- Records for the exercise:
Content starts

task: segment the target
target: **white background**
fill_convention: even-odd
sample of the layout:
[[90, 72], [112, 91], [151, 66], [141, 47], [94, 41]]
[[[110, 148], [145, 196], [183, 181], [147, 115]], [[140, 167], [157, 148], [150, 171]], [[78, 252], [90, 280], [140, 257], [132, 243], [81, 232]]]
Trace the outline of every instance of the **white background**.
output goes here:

Content ends

- Requirement: Which lines in the records above contain the string "background"? Copy each one.

- Exercise solution:
target: **white background**
Trace the outline of every instance of the **white background**.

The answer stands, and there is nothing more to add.